▶ **QUOTED PASSAGE**
----------------------------------------

Unleash the many benefits of the book study

Continuous improvement calls for continual learning. But in a world of finite resources, you need to make the most out of what you have. How do you get people in your organization on the same page? How do you know how much people really know about the philosophies and methods behind lean manufacturing and other improvement initiatives? How do you do all of this while you still keep the business going?

One way doesn’t involve fancy software or machinery, just access to a bookseller and time to read and discuss. It’s the book study. This isn’t a casual book club, though. For a book study to be effective and meaningful, it needs purpose and structure.

Business Case for the Book Study

As with any other business decision, you need a reason for and benefit from the investment of time and resources a book study requires. If you approach the book study objectively, you’ll find its business case to be quite compelling.

First, it’s cost-effective. Instead of sending a team outside to training and incur the cost of travel, lodging, and time spent away from the operation, you can do it in-house. You just need a few copies of the targeted book, the participants’ time in the book study meetings, and someone to facilitate and coordinate. A book study has minimal out-of-pocket costs.

The topics can be as wide or as narrow as you want. You determine the topic and identify the book to support the study, depending on the audience and the business issue, be it broad and general or deep and specific. A seasoned facilitator will help the study group find the appropriate balance.

Be sure to match the book with the right audience. A book study group could include front-line employees, supervisors, middle managers, senior management, or a mix of all four.

For instance, Lean Thinking by Jim Womack and Dan Jones focuses on a general understanding of five principles: value, value stream, flow, pull, and perfection; it targets senior and middle management. Faster Cheaper Better by Michael Hammer and Lisa Hershman also targets senior and middle management and focuses on developing and executing business processes. Turn the Ship Around! by L. David Marquet has a similar target audience and focuses on developing accountability and ownership.

In their book The Gold Mine, authors Freddy Balle and Michael Balle use a hypothetical case study to illustrate how a plant can operationally transform itself. The authors target middle management, front-line management, and front-line employees.

Know that just because a book targets a certain audience doesn’t mean others get nothing out of it. And the targeted audience is just a generalization. Which books you choose depends on your company’s structure, culture, and goals.

The book study provides a venue to see how the team works together, identifies similarities and differences among people, and allows team members to better understand each other. You should expect the team to be more cohesive, to be better at leveraging each other’s strengths, and to become more effective problem-solvers.

Book study groups should have between five and 12 participants. A group too small might have limited discussions, while a group that’s too large can lead to an unwieldy session where people can hide in the crowd.

You control the pace. You can divide the study into sections and write targeted questions for each. And because you are expecting everyone to discuss those targeted questions, they will need time between book study sessions to read the book. Perhaps space the sessions out a week or two apart, but do not let the book study drag on. The entire study of a particular book should take no longer than two months.

The Book Study, Step by Step

Book studies can be tremendously beneficial. They don’t cost much, and you can tailor the effort to meet your specific needs. That said, by now you know that standard work is important, and standard work applies to the book study process too.

----------------------------------------

▶ **DATASET EXTRACT**
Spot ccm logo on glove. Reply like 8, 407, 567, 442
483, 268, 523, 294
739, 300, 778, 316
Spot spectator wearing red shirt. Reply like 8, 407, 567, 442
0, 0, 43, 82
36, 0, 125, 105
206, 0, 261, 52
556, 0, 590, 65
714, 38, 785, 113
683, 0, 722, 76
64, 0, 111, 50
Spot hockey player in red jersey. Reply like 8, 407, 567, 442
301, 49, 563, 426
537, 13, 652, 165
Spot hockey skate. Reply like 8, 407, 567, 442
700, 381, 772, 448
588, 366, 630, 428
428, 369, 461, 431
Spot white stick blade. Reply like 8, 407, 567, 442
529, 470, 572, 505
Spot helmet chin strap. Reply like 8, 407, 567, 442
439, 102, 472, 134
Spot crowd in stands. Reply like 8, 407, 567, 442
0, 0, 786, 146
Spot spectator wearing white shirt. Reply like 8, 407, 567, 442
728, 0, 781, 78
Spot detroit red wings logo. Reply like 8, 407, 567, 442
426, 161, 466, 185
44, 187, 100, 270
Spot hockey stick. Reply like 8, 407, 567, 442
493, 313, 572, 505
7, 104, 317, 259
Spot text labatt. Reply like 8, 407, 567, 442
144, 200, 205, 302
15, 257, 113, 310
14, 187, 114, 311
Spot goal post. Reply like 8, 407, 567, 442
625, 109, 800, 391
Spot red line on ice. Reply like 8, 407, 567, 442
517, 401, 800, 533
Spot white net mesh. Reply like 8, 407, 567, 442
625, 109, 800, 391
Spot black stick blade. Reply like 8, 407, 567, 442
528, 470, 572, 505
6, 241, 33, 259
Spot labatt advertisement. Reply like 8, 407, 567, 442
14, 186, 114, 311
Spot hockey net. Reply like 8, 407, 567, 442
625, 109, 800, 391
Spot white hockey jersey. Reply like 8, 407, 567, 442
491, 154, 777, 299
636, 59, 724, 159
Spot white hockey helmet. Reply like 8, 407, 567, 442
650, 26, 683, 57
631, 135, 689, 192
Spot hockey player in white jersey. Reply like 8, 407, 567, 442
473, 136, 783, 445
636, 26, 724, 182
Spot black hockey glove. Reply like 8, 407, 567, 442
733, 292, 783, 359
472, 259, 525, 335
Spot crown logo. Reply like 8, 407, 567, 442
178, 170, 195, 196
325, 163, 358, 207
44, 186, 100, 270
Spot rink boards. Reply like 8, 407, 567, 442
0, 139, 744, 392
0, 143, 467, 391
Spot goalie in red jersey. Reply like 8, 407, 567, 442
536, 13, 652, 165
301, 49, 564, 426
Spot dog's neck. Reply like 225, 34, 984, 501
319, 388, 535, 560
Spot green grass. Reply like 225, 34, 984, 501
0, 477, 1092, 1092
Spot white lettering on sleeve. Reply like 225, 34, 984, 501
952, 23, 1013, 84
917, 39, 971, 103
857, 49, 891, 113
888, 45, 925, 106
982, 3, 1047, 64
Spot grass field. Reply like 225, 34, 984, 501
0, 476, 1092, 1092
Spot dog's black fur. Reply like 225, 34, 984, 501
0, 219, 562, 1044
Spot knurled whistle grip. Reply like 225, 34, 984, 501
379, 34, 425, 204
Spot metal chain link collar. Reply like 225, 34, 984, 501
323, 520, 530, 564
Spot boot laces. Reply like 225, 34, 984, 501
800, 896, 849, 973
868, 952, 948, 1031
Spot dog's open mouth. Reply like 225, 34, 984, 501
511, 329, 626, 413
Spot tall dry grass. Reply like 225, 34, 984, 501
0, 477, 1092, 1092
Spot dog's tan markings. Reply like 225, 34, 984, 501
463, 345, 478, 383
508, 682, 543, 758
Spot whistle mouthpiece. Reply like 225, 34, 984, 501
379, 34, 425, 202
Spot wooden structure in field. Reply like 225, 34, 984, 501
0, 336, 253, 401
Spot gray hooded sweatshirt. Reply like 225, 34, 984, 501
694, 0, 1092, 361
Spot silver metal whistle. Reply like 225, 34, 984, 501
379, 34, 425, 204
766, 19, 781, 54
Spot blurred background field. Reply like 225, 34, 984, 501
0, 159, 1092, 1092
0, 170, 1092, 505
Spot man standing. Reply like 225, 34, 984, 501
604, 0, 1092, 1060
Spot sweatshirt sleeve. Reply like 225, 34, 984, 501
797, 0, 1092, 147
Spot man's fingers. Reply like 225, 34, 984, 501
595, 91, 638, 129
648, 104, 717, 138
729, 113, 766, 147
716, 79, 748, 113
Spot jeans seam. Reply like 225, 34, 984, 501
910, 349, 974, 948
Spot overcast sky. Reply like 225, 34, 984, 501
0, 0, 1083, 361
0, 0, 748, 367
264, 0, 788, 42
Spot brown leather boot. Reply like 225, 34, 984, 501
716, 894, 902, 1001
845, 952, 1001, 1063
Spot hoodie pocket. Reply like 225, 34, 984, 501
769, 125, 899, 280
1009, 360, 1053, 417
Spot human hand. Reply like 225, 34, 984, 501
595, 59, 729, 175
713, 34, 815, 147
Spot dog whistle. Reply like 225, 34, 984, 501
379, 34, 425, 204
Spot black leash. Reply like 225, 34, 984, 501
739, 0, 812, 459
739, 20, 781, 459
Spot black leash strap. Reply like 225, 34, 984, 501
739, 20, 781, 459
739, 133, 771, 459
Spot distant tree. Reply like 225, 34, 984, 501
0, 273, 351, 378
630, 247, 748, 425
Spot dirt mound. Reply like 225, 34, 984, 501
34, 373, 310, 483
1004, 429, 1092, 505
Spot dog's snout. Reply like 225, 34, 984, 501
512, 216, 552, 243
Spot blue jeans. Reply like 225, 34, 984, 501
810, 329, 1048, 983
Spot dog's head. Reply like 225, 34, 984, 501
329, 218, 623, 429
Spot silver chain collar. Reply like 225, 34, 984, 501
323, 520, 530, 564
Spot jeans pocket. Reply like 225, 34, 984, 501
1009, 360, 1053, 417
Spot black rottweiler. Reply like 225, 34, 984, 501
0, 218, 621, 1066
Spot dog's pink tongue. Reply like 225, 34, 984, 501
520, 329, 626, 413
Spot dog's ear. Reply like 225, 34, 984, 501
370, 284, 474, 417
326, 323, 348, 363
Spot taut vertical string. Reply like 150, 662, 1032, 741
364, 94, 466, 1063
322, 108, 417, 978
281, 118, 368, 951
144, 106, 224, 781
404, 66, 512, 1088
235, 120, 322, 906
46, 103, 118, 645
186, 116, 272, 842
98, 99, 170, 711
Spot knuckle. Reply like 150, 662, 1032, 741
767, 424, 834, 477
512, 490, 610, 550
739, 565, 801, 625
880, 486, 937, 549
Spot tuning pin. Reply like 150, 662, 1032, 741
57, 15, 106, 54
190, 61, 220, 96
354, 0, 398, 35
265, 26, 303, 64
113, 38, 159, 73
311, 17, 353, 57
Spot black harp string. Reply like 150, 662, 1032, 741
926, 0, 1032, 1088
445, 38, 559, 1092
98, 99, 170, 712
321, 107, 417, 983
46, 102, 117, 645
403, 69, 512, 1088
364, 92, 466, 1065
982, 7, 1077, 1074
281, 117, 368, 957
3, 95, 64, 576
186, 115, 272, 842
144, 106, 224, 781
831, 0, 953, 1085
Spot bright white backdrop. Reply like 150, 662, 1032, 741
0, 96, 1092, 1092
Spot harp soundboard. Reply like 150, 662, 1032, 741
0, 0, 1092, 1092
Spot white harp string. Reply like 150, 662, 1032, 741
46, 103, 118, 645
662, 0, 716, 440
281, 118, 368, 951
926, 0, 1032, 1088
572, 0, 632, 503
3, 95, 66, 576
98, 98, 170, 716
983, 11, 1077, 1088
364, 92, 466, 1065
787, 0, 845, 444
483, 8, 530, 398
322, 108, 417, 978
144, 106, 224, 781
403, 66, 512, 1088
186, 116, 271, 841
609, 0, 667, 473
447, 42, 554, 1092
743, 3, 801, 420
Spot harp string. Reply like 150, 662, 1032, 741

----------------------------------------

▶ **THE TASK**
Write out the article on book studies again, starting with "Know that just" and going on through "in the crowd.", and swap "cohesive" for "unified".

▶ **SOLUTION**
Know that just because a book targets a certain audience doesn’t mean others get nothing out of it. And the targeted audience is just a generalization. Which books you choose depends on your company’s structure, culture, and goals.

The book study provides a venue to see how the team works together, identifies similarities and differences among people, and allows team members to better understand each other. You should expect the team to be more unified, to be better at leveraging each other’s strengths, and to become more effective problem-solvers.

Book study groups should have between five and 12 participants. A group too small might have limited discussions, while a group that’s too large can lead to an unwieldy session where people can hide in the crowd.